Mao Zedong, who led the Chinese people through a long revolution and then ruled the nation’s communist government from its establishment in 1949, dies. Along with V.I. Lenin and Joseph Stalin, Mao was one of the most significant communist figures of the Cold War.
Mao was born in China in 1893. During the 1910s, he joined the nationalist movement against the decadent and ineffective royal government of China and the foreigners who used it to exploit China. By the 1920s, however, Mao began to lose faith in the leaders of the nationalist movement. He came to believe that only a revolutionary change of Chinese society could bring freedom from Western domination and subjugation. In 1921, he became one of the founding members of the Chinese Communist Party (CCP). Mao’s early years as a communist were not easy. He was constantly in danger of arrest and execution by Chinese government forces. More importantly, he often split with his communist colleagues, many of whom favored slavishly copying the Bolshevik Revolution that brought communism to power in Russia. Mao insisted that revolution in China would come from the country peasants, not the urban workers. In 1935, Mao took control of the CCP. On the verge of defeat by Chinese Nationalist forces, the CCP came under scathing attack by Mao for its lack of revolutionary zeal and poor military strategy. Desperate, a majority of the CCP members relinquished control to Mao. Throughout the 1930s and into World War II, Mao’s forces continued their attacks on the Chinese government. They were ultimately victorious in 1949, and the communist People’s Republic of China was declared in that year.

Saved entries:

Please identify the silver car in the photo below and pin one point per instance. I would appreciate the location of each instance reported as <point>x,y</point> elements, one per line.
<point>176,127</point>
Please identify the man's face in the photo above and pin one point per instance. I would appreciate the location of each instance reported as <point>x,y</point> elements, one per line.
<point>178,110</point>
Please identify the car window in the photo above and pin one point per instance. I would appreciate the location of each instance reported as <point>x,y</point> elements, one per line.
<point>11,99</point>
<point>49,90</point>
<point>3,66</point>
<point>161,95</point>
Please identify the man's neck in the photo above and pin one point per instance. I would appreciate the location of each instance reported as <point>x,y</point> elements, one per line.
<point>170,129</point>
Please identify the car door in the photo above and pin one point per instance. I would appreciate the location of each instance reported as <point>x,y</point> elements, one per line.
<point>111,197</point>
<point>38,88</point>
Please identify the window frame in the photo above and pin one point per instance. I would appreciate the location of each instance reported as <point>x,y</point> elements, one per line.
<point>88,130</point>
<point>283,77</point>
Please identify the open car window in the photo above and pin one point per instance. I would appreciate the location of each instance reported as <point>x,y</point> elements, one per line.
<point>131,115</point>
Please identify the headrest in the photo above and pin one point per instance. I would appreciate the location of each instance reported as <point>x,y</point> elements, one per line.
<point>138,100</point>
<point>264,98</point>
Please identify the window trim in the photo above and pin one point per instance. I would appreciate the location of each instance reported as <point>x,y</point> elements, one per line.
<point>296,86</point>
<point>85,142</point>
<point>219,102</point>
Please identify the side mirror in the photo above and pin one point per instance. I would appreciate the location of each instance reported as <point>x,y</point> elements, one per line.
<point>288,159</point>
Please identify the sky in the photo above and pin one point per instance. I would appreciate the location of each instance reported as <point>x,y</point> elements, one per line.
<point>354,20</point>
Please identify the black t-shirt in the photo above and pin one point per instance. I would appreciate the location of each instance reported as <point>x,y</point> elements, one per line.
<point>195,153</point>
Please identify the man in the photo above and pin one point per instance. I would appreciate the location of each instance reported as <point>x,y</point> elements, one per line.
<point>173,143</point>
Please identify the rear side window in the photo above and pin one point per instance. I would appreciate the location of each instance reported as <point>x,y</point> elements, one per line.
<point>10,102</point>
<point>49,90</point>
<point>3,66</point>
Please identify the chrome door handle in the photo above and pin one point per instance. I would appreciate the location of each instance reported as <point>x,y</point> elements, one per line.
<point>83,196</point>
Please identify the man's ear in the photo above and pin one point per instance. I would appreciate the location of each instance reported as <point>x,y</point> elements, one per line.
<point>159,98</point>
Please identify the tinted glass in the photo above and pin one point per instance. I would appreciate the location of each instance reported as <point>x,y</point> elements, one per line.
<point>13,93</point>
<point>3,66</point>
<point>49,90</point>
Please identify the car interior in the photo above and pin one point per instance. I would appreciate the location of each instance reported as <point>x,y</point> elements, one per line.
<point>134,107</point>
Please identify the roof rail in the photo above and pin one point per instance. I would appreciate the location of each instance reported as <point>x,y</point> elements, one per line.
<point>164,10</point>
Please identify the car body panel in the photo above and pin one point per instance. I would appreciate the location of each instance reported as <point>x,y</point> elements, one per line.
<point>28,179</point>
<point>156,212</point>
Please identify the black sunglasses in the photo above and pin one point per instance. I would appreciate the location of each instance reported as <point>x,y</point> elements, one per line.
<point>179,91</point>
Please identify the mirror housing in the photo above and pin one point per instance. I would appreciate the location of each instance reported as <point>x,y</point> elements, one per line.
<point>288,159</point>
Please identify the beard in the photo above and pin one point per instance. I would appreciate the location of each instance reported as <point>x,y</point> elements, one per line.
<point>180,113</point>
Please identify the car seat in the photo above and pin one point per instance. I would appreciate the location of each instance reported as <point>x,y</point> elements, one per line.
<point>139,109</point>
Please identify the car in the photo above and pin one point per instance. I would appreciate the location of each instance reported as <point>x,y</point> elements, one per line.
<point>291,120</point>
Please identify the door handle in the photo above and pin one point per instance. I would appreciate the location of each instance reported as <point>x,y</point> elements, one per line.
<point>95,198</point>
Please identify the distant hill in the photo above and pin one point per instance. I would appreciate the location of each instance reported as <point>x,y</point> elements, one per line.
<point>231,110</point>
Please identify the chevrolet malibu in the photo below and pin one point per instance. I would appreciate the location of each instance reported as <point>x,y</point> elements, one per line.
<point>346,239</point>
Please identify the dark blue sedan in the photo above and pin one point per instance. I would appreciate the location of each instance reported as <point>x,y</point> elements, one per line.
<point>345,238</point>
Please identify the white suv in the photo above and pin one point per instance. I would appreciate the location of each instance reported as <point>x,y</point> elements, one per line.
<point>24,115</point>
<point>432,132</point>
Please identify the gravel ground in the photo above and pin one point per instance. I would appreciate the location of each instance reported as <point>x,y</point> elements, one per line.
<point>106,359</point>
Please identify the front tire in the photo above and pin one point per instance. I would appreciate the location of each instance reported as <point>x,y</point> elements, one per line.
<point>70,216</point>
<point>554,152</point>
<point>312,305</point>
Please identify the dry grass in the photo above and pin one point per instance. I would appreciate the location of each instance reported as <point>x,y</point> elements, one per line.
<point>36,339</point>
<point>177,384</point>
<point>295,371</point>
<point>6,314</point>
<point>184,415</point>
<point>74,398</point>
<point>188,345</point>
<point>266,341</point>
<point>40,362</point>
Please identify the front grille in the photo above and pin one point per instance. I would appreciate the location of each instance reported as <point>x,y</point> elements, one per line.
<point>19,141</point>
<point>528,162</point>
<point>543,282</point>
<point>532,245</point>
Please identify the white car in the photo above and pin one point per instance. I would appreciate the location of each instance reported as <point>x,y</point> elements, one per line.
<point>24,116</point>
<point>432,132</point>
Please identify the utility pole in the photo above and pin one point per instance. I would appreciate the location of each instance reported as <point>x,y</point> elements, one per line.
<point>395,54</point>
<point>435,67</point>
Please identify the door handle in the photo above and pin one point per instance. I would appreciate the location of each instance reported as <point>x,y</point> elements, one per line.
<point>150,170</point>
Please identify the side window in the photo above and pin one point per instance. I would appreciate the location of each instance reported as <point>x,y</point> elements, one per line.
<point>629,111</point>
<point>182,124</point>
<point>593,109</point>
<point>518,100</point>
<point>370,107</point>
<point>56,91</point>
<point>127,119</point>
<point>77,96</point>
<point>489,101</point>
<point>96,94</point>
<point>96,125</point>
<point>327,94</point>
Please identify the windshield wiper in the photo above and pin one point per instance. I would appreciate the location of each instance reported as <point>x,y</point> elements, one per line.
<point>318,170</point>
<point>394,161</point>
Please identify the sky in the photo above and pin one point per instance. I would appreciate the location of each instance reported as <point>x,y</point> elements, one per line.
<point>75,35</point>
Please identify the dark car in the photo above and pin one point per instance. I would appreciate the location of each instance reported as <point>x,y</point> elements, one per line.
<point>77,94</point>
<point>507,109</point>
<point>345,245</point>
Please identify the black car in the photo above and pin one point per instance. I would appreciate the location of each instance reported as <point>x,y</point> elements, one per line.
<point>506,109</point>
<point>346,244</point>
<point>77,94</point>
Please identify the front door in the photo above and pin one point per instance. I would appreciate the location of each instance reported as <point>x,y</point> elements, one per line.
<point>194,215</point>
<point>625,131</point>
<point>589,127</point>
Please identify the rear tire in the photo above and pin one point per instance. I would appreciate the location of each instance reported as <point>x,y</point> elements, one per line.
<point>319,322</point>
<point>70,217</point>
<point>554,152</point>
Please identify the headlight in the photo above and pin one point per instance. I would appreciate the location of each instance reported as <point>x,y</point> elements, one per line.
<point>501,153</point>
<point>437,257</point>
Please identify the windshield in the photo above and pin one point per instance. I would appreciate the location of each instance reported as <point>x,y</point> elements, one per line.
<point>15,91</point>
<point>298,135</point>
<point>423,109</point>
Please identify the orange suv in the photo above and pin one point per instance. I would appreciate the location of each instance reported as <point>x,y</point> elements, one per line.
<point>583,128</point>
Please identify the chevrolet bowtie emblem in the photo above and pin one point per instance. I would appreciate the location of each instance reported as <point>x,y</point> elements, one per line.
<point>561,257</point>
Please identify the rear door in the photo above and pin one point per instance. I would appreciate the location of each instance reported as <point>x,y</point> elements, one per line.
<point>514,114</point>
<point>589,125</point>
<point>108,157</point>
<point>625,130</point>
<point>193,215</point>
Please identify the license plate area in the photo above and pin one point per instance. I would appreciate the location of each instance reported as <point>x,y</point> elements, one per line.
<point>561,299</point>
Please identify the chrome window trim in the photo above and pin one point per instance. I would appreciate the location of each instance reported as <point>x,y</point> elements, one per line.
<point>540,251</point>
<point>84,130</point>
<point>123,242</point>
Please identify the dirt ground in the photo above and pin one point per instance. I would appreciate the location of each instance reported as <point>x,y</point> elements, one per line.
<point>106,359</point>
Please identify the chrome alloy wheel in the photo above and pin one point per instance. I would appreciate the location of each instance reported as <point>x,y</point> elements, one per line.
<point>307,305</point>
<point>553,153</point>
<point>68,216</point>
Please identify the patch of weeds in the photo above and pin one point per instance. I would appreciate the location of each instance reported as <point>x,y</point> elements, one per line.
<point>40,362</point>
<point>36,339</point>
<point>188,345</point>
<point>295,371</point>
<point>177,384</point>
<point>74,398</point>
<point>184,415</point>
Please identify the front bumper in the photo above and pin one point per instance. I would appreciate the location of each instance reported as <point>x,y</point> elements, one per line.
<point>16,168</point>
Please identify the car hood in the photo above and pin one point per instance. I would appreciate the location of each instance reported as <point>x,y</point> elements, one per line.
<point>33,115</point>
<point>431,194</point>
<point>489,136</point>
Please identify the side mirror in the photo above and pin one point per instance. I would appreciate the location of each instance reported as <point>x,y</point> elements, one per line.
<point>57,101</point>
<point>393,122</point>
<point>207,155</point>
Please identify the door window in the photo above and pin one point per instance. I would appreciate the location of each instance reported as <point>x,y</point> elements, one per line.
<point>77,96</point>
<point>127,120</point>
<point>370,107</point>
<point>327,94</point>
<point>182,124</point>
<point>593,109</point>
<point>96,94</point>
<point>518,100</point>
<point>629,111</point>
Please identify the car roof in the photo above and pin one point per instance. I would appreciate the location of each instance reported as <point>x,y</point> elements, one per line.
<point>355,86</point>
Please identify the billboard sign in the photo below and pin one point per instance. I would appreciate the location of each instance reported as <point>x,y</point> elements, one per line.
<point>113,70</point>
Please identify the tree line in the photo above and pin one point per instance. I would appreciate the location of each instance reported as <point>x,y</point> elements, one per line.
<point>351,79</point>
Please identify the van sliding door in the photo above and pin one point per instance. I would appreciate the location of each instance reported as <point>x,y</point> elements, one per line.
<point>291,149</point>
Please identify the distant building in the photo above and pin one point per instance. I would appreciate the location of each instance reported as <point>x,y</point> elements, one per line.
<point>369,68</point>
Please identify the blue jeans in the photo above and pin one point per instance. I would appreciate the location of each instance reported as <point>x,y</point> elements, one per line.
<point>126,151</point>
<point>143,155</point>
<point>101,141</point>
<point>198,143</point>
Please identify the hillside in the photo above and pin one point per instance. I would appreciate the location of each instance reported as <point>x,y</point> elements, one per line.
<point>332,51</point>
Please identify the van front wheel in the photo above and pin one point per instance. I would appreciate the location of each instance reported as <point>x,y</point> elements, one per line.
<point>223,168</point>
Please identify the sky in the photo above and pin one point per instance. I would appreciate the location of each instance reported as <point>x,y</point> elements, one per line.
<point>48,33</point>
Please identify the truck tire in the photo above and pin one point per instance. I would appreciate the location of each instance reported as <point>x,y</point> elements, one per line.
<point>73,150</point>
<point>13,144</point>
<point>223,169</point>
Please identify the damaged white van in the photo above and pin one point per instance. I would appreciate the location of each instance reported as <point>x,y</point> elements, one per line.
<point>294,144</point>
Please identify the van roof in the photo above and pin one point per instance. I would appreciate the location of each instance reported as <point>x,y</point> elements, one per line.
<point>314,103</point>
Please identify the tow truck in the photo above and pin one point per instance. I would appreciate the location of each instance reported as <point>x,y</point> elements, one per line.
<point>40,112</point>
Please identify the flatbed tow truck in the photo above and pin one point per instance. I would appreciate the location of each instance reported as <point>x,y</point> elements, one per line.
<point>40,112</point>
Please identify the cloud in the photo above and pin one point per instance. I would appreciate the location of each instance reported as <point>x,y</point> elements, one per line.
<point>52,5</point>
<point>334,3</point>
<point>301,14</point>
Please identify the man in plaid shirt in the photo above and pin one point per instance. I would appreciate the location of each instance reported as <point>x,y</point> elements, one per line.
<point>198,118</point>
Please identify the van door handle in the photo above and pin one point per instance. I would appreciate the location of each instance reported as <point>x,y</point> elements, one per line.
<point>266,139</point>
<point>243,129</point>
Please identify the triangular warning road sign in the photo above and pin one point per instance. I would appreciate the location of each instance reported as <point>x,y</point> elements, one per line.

WHAT YOU NEED TO DO:
[A] Copy the Mao Zedong text starting with "Mao Zedong, who" and going on through "the Cold War.", renaming "communist" as "socialist" each time it occurs.
[B] Answer these questions from the Mao Zedong text.
(i) In what year was Mao born?
(ii) In what year did he become a founding member of the Chinese Communist Party?
(iii) In what year did Mao take control of the Chinese Communist Party?
Answer using only the text about Mao Zedong, not the rows.

SOLUTIONS TO EACH TASK:
[A]
Mao Zedong, who led the Chinese people through a long revolution and then ruled the nation’s socialist government from its establishment in 1949, dies. Along with V.I. Lenin and Joseph Stalin, Mao was one of the most significant socialist figures of the Cold War.

[B]
(i) 1893
(ii) 1921
(iii) 1935